THE TASK: Write each entry out again exactly as it was given.

Region pointing data:

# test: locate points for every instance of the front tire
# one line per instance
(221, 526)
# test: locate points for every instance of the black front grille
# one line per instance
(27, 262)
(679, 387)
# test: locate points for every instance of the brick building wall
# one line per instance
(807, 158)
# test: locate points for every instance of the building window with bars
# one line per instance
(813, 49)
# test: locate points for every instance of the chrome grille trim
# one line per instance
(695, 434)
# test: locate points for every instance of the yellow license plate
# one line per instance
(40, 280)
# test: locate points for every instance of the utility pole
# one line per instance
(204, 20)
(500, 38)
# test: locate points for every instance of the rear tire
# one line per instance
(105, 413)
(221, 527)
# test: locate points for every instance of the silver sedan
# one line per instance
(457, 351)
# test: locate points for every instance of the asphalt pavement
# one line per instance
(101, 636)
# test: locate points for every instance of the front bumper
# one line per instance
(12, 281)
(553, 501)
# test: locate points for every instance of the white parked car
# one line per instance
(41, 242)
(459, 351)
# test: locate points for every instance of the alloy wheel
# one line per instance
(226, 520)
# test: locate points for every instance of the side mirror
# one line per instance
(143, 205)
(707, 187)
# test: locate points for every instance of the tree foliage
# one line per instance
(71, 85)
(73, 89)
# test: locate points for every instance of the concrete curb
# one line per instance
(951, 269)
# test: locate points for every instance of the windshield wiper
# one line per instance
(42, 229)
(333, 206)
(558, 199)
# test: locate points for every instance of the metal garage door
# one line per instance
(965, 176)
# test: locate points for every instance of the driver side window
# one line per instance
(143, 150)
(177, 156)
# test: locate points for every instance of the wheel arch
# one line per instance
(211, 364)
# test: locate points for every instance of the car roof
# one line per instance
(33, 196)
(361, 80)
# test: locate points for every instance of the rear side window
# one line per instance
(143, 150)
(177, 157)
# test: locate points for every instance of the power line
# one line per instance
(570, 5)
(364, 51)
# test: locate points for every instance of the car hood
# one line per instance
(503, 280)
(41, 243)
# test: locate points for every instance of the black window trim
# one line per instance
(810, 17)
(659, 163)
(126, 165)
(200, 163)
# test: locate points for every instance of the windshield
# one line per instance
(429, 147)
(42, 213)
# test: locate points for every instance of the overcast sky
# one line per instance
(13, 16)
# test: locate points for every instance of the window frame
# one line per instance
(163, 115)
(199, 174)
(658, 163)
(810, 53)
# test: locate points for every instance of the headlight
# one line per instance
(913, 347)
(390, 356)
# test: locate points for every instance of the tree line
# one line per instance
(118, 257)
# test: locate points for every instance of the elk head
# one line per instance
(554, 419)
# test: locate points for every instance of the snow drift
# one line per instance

SOLUTION FOR THIS PROBLEM:
# test: locate points for every instance of the front tire
# one line per instance
(221, 526)
# test: locate points for every instance of the black front grille
# one line per instance
(27, 262)
(679, 387)
# test: locate points for every instance of the brick building wall
# one line per instance
(807, 158)
# test: locate points for every instance of the building window with bars
# one line per instance
(813, 49)
# test: locate points for every instance of the chrome grille trim
# one line per instance
(695, 434)
# test: locate points for every instance of the yellow license plate
# one line per instance
(40, 280)
# test: locate points for every instance of the utility pole
# one line per instance
(204, 20)
(500, 38)
# test: locate points for every instance of the rear tire
# one line per instance
(105, 413)
(221, 527)
# test: locate points for every instance of the silver sedan
# one line per instance
(457, 351)
# test: locate points for every instance of the asphalt pavement
# one line per instance
(101, 636)
# test: locate points for every instance of the front bumper
# one line per instance
(12, 281)
(553, 501)
# test: locate points for every instance of the white parked car
# one line per instance
(41, 242)
(459, 351)
# test: locate points for every instance of the alloy wheel
# one line per instance
(226, 520)
# test: locate points for every instance of the side mirror
# one line per instance
(143, 205)
(707, 187)
# test: locate points for every instance of the tree foliage
# one line per instance
(71, 85)
(73, 89)
# test: locate points for every instance of the concrete curb
# one line per instance
(951, 269)
# test: locate points for every instance of the windshield wiper
# one line per instance
(42, 229)
(333, 206)
(558, 199)
# test: locate points for every instance of the metal garage door
# one line per instance
(965, 176)
# test: locate points for every instance of the driver side window
# one line per instance
(143, 150)
(177, 156)
# test: locate points for every instance of the wheel arch
# one line per instance
(211, 364)
# test: locate points for every instance of the car roof
# one line per instance
(33, 196)
(361, 80)
# test: locate points for every instance of the rear side window
# one line per instance
(143, 150)
(177, 157)
# test: locate points for every instance of the power line
# one line per instance
(570, 5)
(364, 51)
# test: locate points for every instance of the car hood
# one line per instance
(503, 280)
(41, 243)
# test: locate points for every instance of the black window trim
# one line per instance
(810, 17)
(659, 163)
(126, 165)
(200, 163)
# test: locate points for every instance of the windshield
# one line per instance
(429, 147)
(42, 213)
# test: locate points for every instance of the overcast sky
# one line per instance
(13, 16)
# test: locate points for every instance of the window frame
# one line per instance
(163, 115)
(199, 174)
(658, 163)
(810, 53)
# test: locate points for every instance of the headlight
# one line per instance
(913, 347)
(390, 356)
# test: locate points for every instance of the tree line
# one line per instance
(118, 257)
# test: locate points for every instance of the elk head
# one line per instance
(554, 419)
# test: locate points for every instance of the snow drift
# one line per instance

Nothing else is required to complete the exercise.